--- Begin Recorded data ---

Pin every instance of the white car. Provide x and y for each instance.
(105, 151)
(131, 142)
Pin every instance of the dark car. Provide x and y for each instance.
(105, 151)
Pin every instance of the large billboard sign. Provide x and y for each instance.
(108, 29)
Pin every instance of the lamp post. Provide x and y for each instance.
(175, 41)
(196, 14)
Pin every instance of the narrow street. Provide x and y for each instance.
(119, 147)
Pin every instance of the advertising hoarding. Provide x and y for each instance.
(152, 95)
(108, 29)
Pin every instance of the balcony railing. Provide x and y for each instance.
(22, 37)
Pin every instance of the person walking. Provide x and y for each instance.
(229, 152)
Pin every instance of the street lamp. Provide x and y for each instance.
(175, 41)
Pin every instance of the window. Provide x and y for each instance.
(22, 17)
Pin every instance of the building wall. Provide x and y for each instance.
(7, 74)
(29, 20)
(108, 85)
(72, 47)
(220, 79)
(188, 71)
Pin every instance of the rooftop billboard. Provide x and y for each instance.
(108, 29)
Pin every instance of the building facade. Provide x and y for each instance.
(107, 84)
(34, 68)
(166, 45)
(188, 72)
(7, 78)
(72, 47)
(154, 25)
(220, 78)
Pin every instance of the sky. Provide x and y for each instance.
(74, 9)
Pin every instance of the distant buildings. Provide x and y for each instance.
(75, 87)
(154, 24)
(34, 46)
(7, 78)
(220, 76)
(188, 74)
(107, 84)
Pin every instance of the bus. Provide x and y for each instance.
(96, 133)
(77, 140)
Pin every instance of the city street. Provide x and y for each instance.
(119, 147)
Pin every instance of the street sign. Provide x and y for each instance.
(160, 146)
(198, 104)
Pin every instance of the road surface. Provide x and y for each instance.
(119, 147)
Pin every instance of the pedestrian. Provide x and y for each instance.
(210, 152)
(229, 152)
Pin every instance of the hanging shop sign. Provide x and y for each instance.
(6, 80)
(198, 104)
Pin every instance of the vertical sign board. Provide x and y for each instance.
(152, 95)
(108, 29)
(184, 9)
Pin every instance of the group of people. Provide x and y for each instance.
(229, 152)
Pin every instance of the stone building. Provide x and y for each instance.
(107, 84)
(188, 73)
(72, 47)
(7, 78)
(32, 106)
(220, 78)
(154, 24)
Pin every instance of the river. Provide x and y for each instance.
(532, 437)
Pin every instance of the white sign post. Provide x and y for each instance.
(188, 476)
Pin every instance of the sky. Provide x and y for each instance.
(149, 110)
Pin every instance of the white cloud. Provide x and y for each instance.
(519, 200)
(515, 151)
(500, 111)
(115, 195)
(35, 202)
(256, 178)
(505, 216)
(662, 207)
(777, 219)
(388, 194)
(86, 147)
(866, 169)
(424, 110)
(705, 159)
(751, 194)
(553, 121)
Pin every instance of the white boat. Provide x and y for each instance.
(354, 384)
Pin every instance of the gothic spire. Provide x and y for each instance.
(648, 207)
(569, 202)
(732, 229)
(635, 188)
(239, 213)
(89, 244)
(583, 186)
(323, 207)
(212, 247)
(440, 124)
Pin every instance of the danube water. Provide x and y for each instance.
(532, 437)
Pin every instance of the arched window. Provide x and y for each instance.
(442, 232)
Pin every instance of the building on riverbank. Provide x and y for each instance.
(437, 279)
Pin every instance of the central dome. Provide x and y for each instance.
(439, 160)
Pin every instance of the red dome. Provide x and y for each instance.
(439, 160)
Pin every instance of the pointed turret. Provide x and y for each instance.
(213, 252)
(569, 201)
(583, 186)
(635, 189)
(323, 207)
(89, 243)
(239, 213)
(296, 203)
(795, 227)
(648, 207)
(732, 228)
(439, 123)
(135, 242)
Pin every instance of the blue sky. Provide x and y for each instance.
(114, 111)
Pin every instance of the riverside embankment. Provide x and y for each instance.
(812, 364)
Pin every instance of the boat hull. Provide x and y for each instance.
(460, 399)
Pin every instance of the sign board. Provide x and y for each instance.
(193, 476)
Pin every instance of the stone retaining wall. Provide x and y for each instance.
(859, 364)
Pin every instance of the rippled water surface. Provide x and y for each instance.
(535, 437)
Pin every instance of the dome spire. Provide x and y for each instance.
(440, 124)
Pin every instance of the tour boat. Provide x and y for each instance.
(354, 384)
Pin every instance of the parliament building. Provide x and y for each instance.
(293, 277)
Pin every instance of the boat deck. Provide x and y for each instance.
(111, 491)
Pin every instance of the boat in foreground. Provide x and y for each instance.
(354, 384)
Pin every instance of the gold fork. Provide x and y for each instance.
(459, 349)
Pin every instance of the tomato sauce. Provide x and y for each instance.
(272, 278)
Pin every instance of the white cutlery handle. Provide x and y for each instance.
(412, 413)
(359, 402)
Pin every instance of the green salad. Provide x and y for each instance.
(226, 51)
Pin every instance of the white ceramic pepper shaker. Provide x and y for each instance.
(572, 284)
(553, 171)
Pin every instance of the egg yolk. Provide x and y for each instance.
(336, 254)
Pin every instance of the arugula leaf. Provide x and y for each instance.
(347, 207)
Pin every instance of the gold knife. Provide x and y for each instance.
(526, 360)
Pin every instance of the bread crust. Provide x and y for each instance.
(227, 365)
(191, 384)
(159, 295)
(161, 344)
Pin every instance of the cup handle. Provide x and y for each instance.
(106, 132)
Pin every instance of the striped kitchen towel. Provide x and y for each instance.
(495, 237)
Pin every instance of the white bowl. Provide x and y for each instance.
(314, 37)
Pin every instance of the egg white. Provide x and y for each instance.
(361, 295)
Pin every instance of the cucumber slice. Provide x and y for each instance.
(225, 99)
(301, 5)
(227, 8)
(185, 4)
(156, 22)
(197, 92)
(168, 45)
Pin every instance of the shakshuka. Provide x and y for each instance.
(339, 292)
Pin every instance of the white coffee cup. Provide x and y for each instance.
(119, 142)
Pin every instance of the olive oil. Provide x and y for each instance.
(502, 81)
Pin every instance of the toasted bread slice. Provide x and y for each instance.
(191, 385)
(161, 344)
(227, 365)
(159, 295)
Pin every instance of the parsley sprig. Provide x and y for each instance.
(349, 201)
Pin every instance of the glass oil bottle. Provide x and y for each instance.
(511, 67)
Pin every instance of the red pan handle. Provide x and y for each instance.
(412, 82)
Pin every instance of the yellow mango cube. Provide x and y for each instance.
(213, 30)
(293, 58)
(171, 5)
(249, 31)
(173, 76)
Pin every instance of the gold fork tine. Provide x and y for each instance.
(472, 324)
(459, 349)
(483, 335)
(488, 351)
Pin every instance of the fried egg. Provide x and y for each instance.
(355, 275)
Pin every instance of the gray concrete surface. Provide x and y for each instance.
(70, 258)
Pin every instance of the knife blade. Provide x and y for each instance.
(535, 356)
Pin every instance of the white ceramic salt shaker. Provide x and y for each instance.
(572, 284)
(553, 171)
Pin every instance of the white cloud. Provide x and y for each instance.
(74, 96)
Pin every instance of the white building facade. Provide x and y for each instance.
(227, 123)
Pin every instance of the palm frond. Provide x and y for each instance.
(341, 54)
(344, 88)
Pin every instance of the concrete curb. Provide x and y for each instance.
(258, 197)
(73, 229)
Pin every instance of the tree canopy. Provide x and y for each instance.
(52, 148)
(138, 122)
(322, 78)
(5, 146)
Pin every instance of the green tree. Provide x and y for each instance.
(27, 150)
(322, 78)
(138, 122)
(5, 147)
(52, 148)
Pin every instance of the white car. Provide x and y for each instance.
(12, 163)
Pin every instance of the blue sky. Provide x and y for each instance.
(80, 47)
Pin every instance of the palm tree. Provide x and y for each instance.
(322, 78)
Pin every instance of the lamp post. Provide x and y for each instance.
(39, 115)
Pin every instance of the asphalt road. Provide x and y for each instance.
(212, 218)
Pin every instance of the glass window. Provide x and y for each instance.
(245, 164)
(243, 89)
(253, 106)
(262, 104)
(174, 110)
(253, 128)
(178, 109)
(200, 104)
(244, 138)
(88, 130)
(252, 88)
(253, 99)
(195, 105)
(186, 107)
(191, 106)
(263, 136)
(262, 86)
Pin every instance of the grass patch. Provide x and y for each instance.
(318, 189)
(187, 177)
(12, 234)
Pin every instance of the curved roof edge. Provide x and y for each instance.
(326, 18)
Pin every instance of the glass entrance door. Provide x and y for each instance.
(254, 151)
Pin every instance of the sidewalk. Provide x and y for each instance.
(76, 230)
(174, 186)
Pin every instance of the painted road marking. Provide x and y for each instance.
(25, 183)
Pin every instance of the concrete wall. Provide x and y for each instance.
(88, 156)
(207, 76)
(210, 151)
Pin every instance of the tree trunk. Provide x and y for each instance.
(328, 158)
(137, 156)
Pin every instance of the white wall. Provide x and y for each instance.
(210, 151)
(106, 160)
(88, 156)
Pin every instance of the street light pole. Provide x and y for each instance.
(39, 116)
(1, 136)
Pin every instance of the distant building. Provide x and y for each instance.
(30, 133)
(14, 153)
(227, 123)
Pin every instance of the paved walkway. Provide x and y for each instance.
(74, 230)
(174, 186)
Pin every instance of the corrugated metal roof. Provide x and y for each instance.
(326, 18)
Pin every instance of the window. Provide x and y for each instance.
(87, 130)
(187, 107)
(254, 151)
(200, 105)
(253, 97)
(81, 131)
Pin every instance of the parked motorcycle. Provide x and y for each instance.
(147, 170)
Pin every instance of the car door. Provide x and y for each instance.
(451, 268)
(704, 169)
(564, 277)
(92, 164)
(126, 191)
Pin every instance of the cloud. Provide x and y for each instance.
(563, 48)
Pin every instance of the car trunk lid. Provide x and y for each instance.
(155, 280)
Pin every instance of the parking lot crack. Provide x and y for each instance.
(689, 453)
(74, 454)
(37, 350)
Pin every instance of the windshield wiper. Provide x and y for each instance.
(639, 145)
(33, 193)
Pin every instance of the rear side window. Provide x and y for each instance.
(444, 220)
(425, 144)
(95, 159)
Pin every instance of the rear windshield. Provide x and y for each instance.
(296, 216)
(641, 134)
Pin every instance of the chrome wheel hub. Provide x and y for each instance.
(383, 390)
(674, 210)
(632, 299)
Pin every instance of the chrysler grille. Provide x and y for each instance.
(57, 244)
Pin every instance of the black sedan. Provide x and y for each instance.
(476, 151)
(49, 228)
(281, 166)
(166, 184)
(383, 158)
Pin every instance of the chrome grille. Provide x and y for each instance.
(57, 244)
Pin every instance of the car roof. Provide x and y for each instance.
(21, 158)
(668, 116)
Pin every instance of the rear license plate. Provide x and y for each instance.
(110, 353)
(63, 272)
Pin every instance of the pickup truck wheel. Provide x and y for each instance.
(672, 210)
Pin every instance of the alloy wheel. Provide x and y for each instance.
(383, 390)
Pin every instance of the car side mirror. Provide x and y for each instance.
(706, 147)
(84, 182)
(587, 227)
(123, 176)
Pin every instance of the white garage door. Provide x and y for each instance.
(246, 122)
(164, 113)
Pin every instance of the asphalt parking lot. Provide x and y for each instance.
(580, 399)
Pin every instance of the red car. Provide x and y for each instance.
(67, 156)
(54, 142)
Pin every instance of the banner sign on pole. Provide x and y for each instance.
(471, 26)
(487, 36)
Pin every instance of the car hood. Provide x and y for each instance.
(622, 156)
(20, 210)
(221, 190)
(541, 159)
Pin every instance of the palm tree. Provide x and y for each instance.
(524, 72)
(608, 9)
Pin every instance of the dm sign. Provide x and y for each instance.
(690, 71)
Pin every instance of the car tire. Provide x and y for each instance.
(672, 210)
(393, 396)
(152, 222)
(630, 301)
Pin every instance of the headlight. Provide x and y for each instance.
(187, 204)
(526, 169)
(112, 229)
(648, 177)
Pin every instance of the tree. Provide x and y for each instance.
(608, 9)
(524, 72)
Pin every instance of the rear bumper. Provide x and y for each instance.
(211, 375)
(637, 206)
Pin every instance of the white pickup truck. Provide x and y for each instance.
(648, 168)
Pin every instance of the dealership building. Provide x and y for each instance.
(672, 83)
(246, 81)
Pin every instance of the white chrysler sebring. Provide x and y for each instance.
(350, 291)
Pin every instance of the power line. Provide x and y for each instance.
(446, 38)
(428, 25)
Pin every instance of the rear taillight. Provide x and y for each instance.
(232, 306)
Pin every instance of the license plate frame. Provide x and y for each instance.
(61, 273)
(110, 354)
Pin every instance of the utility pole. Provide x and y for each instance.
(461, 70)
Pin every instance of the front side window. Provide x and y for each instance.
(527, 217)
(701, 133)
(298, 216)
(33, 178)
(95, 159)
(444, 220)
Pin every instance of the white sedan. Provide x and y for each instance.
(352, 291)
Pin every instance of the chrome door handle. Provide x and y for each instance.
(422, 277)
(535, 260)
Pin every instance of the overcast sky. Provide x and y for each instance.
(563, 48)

--- End Recorded data ---

Return the line that contains "Pin every instance of the dealership" along with every line after it through the end of the entries, exactly, adding nothing.

Pin every instance of the dealership building. Provide x and y for each instance.
(672, 83)
(246, 81)
Pin every instance of the white chrysler sebring. Provide x and y for each instance.
(350, 291)
Pin every instance of the power line. Provide x and y for each instance.
(446, 38)
(428, 25)
Pin every instance of the rear taillight. Provide x and y for each instance.
(232, 306)
Pin every instance of the license plate frame. Provide x and y for each instance.
(61, 273)
(110, 354)
Pin every instance of the utility pole. Provide x and y for each instance.
(461, 70)
Pin every instance of the front side window. Provide x and y for each instance.
(527, 217)
(701, 133)
(298, 216)
(33, 178)
(95, 159)
(444, 220)
Pin every instance of the white sedan. Provide x and y for each instance.
(352, 291)
Pin every instance of the chrome door handle. Provide x and y for each instance.
(422, 277)
(535, 260)
Pin every instance of the overcast sky. Provide x and y for each instance.
(563, 48)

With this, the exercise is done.